*Given problem*:
Rewrite everything from the line containing "target=curly hair" down to the line containing "[88,328,129,405]", swapping "dark jacket" for "gray coat" and leaving all else as it is.
Start of Records shown
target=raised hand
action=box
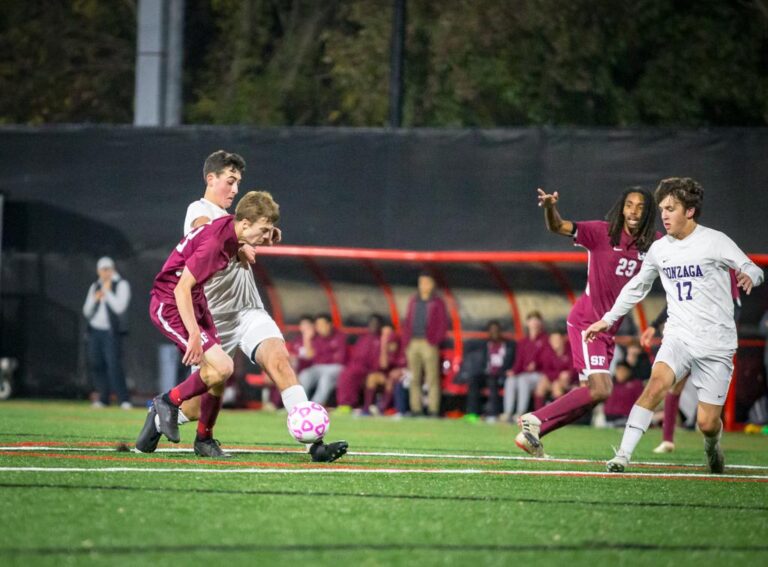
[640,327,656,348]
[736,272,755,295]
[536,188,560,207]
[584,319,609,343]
End of Records shown
Start of Records shown
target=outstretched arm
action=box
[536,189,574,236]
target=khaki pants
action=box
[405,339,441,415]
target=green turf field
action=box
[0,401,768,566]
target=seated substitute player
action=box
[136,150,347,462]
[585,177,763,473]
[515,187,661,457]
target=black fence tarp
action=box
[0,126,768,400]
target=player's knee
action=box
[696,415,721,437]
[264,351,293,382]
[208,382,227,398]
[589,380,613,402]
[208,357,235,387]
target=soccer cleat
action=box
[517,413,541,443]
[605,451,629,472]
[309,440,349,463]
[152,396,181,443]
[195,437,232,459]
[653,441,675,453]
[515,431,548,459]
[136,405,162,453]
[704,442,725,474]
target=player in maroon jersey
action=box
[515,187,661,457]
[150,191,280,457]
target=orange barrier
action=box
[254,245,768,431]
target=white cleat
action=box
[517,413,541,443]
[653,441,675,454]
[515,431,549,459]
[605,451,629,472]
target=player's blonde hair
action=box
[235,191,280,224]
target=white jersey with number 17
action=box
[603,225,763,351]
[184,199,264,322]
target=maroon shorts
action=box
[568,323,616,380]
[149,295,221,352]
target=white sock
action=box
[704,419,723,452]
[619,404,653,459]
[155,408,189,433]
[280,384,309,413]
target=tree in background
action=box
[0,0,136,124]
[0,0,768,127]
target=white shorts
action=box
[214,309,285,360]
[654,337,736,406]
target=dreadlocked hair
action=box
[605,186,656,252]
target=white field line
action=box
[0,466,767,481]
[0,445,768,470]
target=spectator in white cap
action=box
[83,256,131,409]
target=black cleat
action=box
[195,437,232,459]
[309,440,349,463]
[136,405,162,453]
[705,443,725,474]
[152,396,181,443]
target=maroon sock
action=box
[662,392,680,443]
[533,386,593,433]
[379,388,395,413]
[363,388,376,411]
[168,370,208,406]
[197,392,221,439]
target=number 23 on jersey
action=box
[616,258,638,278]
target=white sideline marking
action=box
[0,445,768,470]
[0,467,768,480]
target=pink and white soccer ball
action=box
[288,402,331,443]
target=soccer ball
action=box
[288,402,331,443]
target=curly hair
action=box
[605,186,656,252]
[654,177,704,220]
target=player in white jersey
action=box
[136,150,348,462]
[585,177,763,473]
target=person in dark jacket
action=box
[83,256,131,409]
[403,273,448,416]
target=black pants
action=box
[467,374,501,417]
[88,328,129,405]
End of Records shown
Start of Records shown
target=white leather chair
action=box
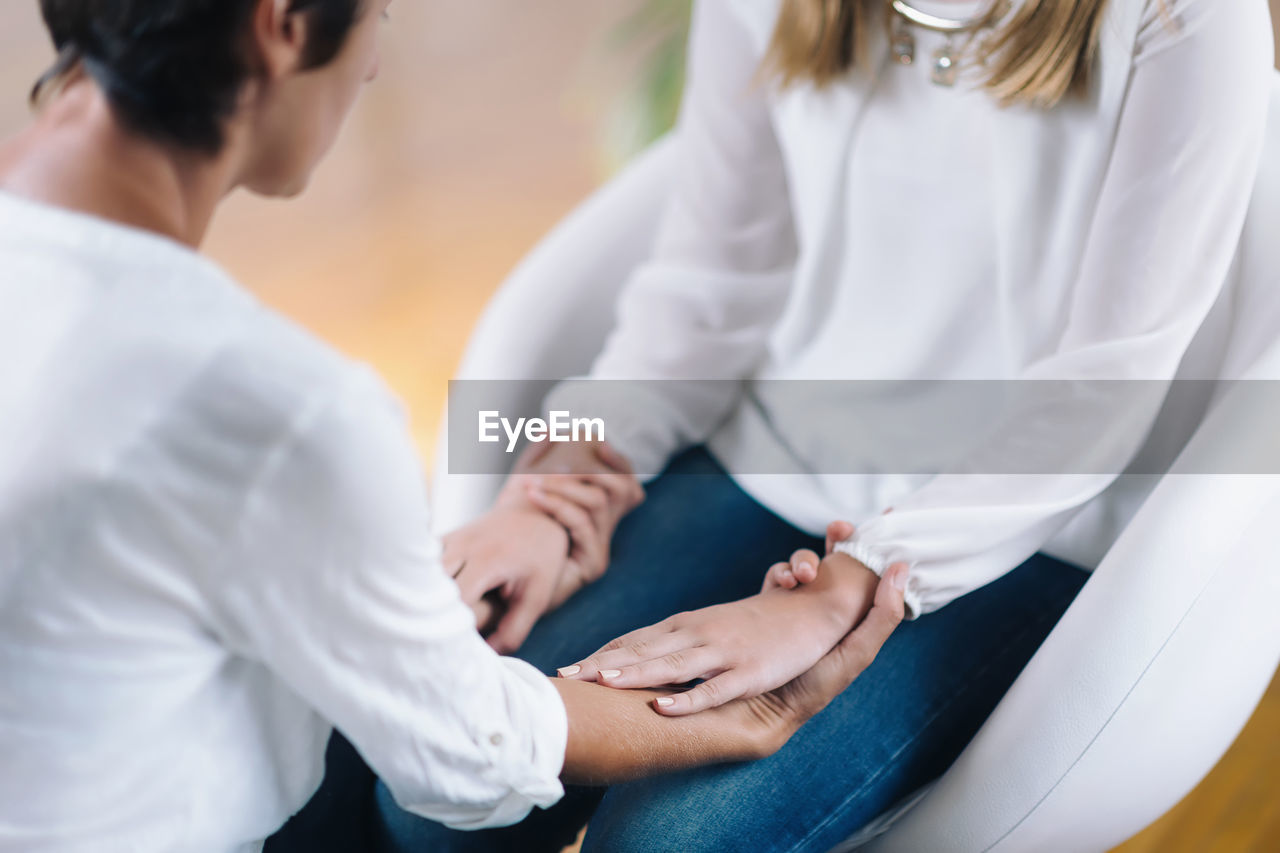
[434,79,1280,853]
End of Records shown
*Task solution*:
target=curly hair
action=box
[605,186,656,252]
[654,177,704,220]
target=player in white jersey
action=box
[136,150,348,462]
[585,177,763,473]
target=person in gray coat
action=box
[83,256,131,409]
[403,273,448,416]
target=black pants
action=box
[467,374,501,417]
[88,328,129,405]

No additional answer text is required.